| Instruction |
Rewrite the listing below, replacing every "grounding" with "referring" and leaving all other text unchanged.

| Records supplied |
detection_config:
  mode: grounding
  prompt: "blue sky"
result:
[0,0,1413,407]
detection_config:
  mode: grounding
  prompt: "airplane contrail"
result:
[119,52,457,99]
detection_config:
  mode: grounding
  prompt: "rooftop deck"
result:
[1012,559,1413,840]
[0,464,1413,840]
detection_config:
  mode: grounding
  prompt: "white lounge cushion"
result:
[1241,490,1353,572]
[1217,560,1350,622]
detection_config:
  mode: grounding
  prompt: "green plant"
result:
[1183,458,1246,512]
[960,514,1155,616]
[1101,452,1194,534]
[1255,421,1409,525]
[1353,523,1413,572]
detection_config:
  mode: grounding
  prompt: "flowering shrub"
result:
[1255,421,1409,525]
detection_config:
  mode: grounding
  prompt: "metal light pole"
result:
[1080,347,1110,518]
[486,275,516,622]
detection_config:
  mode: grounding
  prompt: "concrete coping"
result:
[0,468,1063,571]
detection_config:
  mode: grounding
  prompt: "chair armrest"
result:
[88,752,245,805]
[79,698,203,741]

| Solved exercise |
detection_config:
  mode: referring
  prompt: "blue sky"
result:
[0,0,1413,407]
detection_config:
  mode: referring
  prompt: "airplane contrail"
result:
[119,52,457,99]
detection_config:
  mode: referring
  prompt: "rooftop deck"
result:
[1012,559,1413,840]
[0,464,1413,840]
detection_config:
  mode: referring
  prompt: "white lounge cushion"
result:
[1241,490,1353,572]
[1217,560,1350,622]
detection_config:
  mode: referring
  prompt: "green plant"
result:
[1183,458,1246,512]
[960,514,1155,616]
[1101,452,1194,534]
[1255,421,1409,525]
[1353,523,1413,572]
detection_config:
  mode: referring
  prompt: "flowering shrub"
result:
[1255,421,1409,525]
detection_config:
  mode: referring
  prompt: "metal light pole"
result:
[1080,347,1110,518]
[486,275,516,622]
detection_config:
  mode: referring
  prompt: "concrete coping"
result:
[0,468,1063,571]
detection_config:
  mode: referring
  prompt: "chair armrest"
result:
[88,752,245,805]
[79,698,203,741]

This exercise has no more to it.